__REQUEST 1__: In the rows below, begin at the line that has "Each instance of the shaded" and continue through the last line of the rows. Lay out those lines as a JSON list of strings, one string per line, leaving out any blank lines.

__PAGE__:
“If Christopher Marlowe were alive today, he would’ve painted the town red. What a bad bitch!” howls Ncuti Gatwa.
He’s speaking via phone from London, describing the Elizabethan playwright and scoundrel, known as much for plays like Doctor Faustus as for his libertine exploits. (He is believed to have been stabbed to death in a bar fight at just 29 years old while facing charges of “heresy.”)
Gatwa, the 32-year-old Rwandan-Scottish actor of Sex Education and Dr. Who fame, is currently donning Marlowe’s rakish leather doublet and cunning grin in the fiery West End two-hander Born With Teeth, opposite Edward Bluemel as William Shakespeare, Marlowe’s imagined rival, collaborator, and—in the very hypothetical world of the play—lusty sparring partner.
“The rivalry they feel towards one another and the admiration they feel and how that affects their artistry—it was a juicy subject matter to get into,” Gatwa says.
The play, written by Liz Duffy Adams and produced by the Royal Shakespeare Company, centers on a snappy series of (fictitious) meetings between Marlowe and Shakespeare as they collaborate on the latter’s Henry VI history plays from 1591 to 1593. Though there is no historical proof that they wrote together—or even that they were acquaintances—both were working at the same time in the treacherous political cauldron of Elizabethan London.
“England had gone from Catholic to Protestant to Catholic to Protestant rule, and during Catholic rule, Protestants are hunted; during Protestant rule, Catholics. Everyone is just terrified of each other, terrified to reveal themselves,” says Gatwa of the historical context of the piece. In the story, Christopher “Kit” Marlowe, a known spy for the Protestant deputies of Queen Elizabeth I, is paired up with Shakespeare, who is suspected of having papist leanings.
Add to that a bubbling layer of sexual tension between the two men, one that feels, to Gatwa, in keeping with the queerness alive in Marlowe’s texts.
“Me and Ed, we were very keen to just make it as hot as possible,” he says. Studying the work of Elizabethan historian Will Tosh in preparation, Gatwa “discovered how unapologetically queer Kit Marlowe was and indeed Shakespeare. I found out that the pair of them would write into their work same-sex pronouns. They wouldn’t hide their queerness.” He likens their tête-à-tête to that between a leopard (Marlowe) and a house cat (Shakespeare), and over the show’s brisk, 90-minute runtime, their taut repartee rarely slacks—a credit to director Daniel Evans.

__REQUEST 2__:
Answer these questions about the article on Born With Teeth:
(a) At what age is Christopher Marlowe believed to have been stabbed to death?
(b) Who wrote the play?
(c) How long is the show's runtime?

__THE RECORDS__:

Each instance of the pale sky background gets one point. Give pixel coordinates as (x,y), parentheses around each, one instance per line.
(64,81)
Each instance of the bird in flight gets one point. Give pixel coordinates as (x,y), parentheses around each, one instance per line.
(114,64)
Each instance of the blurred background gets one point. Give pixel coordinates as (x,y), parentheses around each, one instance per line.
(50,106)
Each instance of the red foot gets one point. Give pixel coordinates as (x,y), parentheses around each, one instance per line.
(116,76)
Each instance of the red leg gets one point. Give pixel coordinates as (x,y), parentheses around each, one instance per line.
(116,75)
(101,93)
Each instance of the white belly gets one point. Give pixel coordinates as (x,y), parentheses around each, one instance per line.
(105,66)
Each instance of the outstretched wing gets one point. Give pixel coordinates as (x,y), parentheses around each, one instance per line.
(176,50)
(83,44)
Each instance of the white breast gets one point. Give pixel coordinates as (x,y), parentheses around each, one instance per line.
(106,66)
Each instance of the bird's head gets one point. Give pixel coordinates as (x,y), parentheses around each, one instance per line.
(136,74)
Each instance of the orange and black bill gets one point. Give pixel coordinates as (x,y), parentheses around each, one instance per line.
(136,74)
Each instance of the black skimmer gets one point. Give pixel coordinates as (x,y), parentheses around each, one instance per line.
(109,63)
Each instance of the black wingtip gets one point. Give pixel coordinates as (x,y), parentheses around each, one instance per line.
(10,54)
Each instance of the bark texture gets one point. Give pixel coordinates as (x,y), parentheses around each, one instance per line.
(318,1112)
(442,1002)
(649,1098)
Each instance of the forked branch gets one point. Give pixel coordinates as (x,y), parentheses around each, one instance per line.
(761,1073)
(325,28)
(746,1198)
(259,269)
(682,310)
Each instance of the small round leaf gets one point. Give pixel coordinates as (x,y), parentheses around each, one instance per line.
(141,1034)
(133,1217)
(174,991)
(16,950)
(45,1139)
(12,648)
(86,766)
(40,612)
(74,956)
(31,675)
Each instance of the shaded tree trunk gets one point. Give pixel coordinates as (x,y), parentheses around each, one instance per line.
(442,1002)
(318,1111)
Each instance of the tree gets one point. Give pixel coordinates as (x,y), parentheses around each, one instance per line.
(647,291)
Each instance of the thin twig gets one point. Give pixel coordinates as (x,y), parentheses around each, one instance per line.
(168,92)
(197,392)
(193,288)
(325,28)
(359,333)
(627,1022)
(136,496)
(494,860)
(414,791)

__FULL RESPONSE 1__:
[
  "Each instance of the shaded tree trunk gets one point. Give pixel coordinates as (x,y), parentheses around each, one instance per line.",
  "(442,1002)",
  "(318,1111)",
  "Each instance of the tree gets one point. Give pixel coordinates as (x,y), parentheses around each, one instance per line.",
  "(647,291)",
  "Each instance of the thin twig gets one point. Give pixel coordinates as (x,y), parentheses around each, one instance per line.",
  "(168,92)",
  "(197,392)",
  "(193,288)",
  "(325,28)",
  "(359,333)",
  "(627,1022)",
  "(136,496)",
  "(494,860)",
  "(414,791)"
]

__FULL RESPONSE 2__:
(a) 29 years old
(b) Liz Duffy Adams
(c) 90 minutes